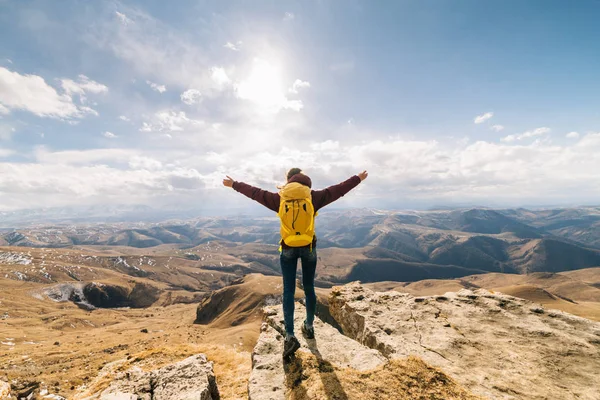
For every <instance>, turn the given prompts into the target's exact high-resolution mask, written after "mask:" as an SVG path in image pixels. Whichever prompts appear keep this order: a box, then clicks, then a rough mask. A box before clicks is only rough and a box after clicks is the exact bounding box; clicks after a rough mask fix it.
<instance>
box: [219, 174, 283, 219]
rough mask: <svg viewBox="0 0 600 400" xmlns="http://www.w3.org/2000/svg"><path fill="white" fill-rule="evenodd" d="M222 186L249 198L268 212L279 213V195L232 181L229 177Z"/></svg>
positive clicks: (271, 192)
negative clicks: (242, 194)
mask: <svg viewBox="0 0 600 400" xmlns="http://www.w3.org/2000/svg"><path fill="white" fill-rule="evenodd" d="M223 185H224V186H227V187H230V188H233V190H235V191H236V192H240V193H241V194H243V195H244V196H246V197H249V198H251V199H252V200H255V201H257V202H259V203H260V204H262V205H263V206H265V207H267V208H268V209H269V210H272V211H275V212H278V211H279V201H280V197H279V194H277V193H273V192H269V191H267V190H262V189H259V188H257V187H254V186H251V185H248V184H247V183H244V182H237V181H234V180H233V179H232V178H231V177H230V176H227V178H226V179H223Z"/></svg>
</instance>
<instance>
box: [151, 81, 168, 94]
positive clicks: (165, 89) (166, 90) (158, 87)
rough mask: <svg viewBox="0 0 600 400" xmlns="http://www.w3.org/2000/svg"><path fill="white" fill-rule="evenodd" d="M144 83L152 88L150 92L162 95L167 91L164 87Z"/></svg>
mask: <svg viewBox="0 0 600 400" xmlns="http://www.w3.org/2000/svg"><path fill="white" fill-rule="evenodd" d="M146 83H147V84H148V85H149V86H150V87H151V88H152V90H154V91H156V92H158V93H161V94H162V93H164V92H166V91H167V87H166V86H165V85H159V84H158V83H154V82H150V81H146Z"/></svg>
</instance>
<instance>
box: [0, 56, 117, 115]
mask: <svg viewBox="0 0 600 400" xmlns="http://www.w3.org/2000/svg"><path fill="white" fill-rule="evenodd" d="M61 84H62V87H63V89H64V91H65V93H63V94H59V93H58V92H57V91H56V89H55V88H53V87H52V86H50V85H48V84H47V83H46V81H45V80H44V79H43V78H42V77H40V76H37V75H21V74H19V73H18V72H12V71H9V70H8V69H6V68H3V67H0V104H1V105H2V106H3V108H4V109H16V110H25V111H29V112H31V113H33V114H35V115H37V116H39V117H51V118H57V119H73V118H82V117H83V116H85V115H86V114H94V115H97V112H96V111H95V110H93V109H91V108H90V107H86V106H77V105H76V104H74V103H73V99H72V98H71V95H75V94H77V95H79V97H80V100H81V101H85V94H86V93H87V92H90V93H103V92H106V91H107V90H108V88H107V87H106V86H104V85H102V84H99V83H98V82H95V81H92V80H90V79H89V78H87V77H86V76H85V75H80V76H79V82H74V81H72V80H70V79H63V80H62V81H61Z"/></svg>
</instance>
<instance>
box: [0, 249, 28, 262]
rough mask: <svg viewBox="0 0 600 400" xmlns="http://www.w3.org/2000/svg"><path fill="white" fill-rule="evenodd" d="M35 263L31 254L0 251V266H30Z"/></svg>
mask: <svg viewBox="0 0 600 400" xmlns="http://www.w3.org/2000/svg"><path fill="white" fill-rule="evenodd" d="M32 261H33V258H32V257H31V254H30V253H13V252H4V251H0V264H20V265H29V264H31V263H32Z"/></svg>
__________
* **What to produce**: In your copy, repeat each record exactly and include no pictures.

* **Reply**:
For every <instance>, turn the given prompts into the target's exact high-resolution mask, written after "mask:" as an SVG path in image pixels. Whichever prompts appear keep this order: a box, then clicks, then a rough mask. A box before clicks is only rough and a box after clicks is the exact bounding box; clicks after a rough mask fix it.
<instance>
box: [219, 174, 283, 219]
rough mask: <svg viewBox="0 0 600 400" xmlns="http://www.w3.org/2000/svg"><path fill="white" fill-rule="evenodd" d="M222 186L249 198L268 212L279 213V195L232 181L229 177Z"/></svg>
positive clicks: (271, 192)
negative clicks: (242, 194)
mask: <svg viewBox="0 0 600 400" xmlns="http://www.w3.org/2000/svg"><path fill="white" fill-rule="evenodd" d="M223 185H224V186H227V187H230V188H233V190H235V191H236V192H240V193H241V194H243V195H244V196H246V197H249V198H251V199H252V200H255V201H257V202H259V203H260V204H262V205H263V206H265V207H267V208H268V209H269V210H272V211H275V212H278V211H279V201H280V197H279V194H277V193H273V192H269V191H267V190H262V189H259V188H257V187H254V186H251V185H248V184H247V183H244V182H237V181H234V180H233V179H232V178H231V177H230V176H227V178H226V179H223Z"/></svg>
</instance>
<instance>
box: [151, 81, 168, 94]
positive clicks: (165, 89) (166, 90) (158, 87)
rough mask: <svg viewBox="0 0 600 400" xmlns="http://www.w3.org/2000/svg"><path fill="white" fill-rule="evenodd" d="M144 83L152 88L150 92L162 95L167 91L164 87Z"/></svg>
mask: <svg viewBox="0 0 600 400" xmlns="http://www.w3.org/2000/svg"><path fill="white" fill-rule="evenodd" d="M146 83H147V84H148V85H149V86H150V87H151V88H152V90H154V91H156V92H158V93H161V94H162V93H164V92H166V91H167V87H166V86H165V85H159V84H158V83H154V82H150V81H146Z"/></svg>
</instance>
<instance>
box: [0, 56, 117, 115]
mask: <svg viewBox="0 0 600 400" xmlns="http://www.w3.org/2000/svg"><path fill="white" fill-rule="evenodd" d="M61 84H62V87H63V89H64V91H65V93H63V94H59V93H58V92H57V91H56V89H55V88H53V87H52V86H50V85H48V84H47V83H46V81H45V80H44V79H43V78H42V77H40V76H37V75H21V74H19V73H18V72H12V71H9V70H8V69H6V68H3V67H0V104H1V105H2V106H3V108H4V109H16V110H25V111H29V112H31V113H33V114H35V115H37V116H39V117H51V118H57V119H73V118H82V117H83V116H85V115H86V114H94V115H97V112H96V111H95V110H93V109H91V108H90V107H86V106H77V105H76V104H74V103H73V99H72V98H71V95H75V94H77V95H79V97H80V100H81V101H85V94H86V93H87V92H90V93H103V92H106V91H107V90H108V88H107V87H106V86H104V85H102V84H99V83H98V82H95V81H92V80H90V79H89V78H87V77H86V76H85V75H80V76H79V82H74V81H72V80H70V79H63V80H62V81H61Z"/></svg>
</instance>
<instance>
box: [0, 249, 28, 262]
rough mask: <svg viewBox="0 0 600 400" xmlns="http://www.w3.org/2000/svg"><path fill="white" fill-rule="evenodd" d="M35 263L31 254L0 251V266H30Z"/></svg>
mask: <svg viewBox="0 0 600 400" xmlns="http://www.w3.org/2000/svg"><path fill="white" fill-rule="evenodd" d="M32 261H33V258H32V257H31V254H30V253H13V252H4V251H0V264H20V265H29V264H31V263H32Z"/></svg>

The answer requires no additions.